**What is required:**
Go to the line that contains "Please identify the barnacle cluster" and extract it along with every line after it, exactly, through the end of the data below.

START

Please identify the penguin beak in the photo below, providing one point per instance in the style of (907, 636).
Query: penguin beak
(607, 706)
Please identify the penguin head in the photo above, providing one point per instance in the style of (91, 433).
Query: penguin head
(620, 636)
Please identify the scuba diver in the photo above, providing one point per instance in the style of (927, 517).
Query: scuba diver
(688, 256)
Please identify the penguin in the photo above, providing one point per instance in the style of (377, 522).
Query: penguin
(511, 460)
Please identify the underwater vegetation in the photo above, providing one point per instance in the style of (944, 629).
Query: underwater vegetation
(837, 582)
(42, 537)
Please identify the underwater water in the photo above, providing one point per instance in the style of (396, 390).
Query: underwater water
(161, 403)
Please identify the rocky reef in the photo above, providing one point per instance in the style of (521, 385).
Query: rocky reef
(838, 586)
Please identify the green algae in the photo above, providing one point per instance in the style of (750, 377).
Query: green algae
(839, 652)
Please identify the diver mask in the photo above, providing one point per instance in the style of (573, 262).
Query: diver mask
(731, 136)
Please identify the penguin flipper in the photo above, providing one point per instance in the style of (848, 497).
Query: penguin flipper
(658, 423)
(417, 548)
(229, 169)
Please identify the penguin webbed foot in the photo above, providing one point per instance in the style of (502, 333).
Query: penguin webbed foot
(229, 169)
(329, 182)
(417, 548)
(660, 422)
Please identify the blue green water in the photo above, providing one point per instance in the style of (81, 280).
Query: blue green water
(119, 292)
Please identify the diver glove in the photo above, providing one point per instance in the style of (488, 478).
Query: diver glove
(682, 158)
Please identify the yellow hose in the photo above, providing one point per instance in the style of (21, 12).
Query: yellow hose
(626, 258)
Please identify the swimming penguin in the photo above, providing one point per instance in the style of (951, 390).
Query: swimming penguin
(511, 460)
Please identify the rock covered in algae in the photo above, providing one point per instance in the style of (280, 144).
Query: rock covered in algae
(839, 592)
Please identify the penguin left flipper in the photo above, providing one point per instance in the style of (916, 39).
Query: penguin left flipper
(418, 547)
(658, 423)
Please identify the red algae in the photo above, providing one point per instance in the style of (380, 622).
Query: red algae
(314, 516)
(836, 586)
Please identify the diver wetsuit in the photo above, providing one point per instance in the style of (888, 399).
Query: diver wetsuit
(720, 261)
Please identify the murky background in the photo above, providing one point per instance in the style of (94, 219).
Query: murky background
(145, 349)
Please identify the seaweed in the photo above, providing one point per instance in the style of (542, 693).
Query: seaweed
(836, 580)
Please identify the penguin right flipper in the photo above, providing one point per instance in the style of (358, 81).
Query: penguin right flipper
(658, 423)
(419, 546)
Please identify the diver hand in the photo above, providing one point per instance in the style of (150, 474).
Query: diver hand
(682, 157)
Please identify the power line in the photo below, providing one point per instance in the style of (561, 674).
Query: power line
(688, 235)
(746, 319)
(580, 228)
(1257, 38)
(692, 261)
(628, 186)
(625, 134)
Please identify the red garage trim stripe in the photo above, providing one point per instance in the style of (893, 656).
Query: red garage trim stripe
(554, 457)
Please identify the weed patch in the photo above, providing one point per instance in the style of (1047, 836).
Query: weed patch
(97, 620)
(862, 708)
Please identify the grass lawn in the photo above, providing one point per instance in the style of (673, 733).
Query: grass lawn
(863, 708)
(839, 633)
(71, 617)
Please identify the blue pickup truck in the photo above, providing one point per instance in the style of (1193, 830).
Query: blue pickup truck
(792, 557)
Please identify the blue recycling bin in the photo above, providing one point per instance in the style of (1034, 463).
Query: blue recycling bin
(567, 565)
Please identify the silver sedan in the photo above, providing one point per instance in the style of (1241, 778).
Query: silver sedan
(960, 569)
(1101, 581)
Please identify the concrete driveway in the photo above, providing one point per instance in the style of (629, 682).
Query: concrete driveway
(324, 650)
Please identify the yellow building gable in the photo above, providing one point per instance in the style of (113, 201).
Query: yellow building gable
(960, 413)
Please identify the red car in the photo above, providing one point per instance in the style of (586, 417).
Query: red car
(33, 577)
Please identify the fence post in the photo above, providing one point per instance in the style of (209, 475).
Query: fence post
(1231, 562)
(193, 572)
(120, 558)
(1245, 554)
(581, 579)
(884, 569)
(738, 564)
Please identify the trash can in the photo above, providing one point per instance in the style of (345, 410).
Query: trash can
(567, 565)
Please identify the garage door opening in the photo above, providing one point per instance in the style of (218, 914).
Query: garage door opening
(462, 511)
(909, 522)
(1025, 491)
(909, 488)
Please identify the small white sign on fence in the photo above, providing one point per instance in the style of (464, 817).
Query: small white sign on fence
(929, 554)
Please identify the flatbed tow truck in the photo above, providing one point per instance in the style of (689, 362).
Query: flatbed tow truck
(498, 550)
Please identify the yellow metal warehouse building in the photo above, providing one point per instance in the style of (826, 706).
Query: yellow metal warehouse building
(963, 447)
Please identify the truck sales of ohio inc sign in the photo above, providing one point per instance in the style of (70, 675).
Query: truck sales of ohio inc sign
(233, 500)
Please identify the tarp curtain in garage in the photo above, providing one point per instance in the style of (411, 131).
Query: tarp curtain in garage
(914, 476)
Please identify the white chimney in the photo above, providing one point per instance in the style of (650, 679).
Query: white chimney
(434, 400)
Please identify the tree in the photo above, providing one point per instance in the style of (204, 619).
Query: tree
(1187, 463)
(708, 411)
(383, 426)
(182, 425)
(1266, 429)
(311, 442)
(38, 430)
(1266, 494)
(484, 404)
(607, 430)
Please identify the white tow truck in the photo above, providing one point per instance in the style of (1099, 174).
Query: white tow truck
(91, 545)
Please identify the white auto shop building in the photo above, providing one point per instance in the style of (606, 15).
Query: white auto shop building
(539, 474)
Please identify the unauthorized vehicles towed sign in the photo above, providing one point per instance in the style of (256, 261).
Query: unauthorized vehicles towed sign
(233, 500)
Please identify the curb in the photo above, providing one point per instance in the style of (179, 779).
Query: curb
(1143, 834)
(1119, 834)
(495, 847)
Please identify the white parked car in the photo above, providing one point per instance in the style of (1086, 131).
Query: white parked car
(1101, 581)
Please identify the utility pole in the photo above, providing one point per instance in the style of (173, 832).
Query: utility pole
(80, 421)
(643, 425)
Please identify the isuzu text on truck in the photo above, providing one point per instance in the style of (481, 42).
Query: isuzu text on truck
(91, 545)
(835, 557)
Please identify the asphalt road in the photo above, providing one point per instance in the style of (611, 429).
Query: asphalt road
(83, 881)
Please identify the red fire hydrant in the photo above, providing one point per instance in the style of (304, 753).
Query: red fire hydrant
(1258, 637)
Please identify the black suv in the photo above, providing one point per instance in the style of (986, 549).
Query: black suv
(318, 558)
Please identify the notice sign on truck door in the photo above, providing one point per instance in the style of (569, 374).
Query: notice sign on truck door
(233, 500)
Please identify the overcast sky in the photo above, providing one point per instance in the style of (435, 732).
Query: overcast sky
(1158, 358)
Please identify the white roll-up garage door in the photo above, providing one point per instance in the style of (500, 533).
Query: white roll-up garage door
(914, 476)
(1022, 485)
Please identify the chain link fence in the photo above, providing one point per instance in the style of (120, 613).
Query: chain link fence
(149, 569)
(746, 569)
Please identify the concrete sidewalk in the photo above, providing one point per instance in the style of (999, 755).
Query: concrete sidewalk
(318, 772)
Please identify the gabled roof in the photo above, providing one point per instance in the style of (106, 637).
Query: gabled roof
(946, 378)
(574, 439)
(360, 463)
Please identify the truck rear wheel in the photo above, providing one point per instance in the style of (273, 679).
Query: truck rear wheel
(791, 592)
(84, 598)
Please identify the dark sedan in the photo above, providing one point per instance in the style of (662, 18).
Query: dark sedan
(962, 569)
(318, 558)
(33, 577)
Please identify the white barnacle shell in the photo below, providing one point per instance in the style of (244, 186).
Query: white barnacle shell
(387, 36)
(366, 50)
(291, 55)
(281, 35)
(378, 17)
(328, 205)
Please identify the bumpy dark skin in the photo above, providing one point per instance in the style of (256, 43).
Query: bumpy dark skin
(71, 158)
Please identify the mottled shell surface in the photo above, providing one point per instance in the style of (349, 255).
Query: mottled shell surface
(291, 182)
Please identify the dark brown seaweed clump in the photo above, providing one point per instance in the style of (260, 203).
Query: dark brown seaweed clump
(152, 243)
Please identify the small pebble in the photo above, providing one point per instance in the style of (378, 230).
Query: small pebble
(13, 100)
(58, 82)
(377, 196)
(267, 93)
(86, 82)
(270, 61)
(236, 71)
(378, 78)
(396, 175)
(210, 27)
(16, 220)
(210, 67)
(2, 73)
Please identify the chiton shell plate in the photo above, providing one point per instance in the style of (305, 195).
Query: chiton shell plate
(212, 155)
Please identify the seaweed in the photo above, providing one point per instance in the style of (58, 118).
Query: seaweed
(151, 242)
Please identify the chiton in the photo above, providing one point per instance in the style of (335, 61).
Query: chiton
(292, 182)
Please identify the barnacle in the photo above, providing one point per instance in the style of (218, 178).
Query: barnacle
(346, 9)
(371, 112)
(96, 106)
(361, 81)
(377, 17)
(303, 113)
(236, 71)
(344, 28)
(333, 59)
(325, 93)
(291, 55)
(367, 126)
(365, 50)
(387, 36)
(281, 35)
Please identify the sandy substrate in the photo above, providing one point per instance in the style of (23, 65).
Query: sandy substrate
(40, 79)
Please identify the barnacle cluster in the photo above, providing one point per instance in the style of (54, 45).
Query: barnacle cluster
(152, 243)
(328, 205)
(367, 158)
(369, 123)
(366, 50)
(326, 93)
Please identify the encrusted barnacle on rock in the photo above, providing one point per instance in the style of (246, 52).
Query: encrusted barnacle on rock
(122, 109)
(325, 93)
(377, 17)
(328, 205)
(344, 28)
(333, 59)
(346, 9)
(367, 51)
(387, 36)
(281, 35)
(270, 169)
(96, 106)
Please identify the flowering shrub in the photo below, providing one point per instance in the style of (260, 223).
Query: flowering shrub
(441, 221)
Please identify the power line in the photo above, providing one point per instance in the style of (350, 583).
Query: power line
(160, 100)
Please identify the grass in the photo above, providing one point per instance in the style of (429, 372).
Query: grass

END

**Task solution:**
Please identify the barnacle cluster in the photo above, providing one point per instance in the style of (54, 45).
Query: barnacle cluster
(152, 243)
(328, 205)
(367, 158)
(369, 123)
(366, 50)
(326, 93)
Please identify the encrusted barnacle on rock in the photo above, providing one point per instance in the style of (246, 52).
Query: encrusted barnacle on rock
(122, 109)
(325, 93)
(377, 17)
(328, 205)
(344, 28)
(333, 59)
(346, 9)
(367, 51)
(387, 36)
(281, 35)
(270, 169)
(96, 106)
Please identify the flowering shrub in the photo below, providing one point per instance in the style of (260, 223).
Query: flowering shrub
(441, 221)
Please identify the power line in the photo above, providing one point per instance in the style of (350, 583).
Query: power line
(160, 100)
Please identify the grass in the photo above, providing one point per instance in the style of (429, 372).
Query: grass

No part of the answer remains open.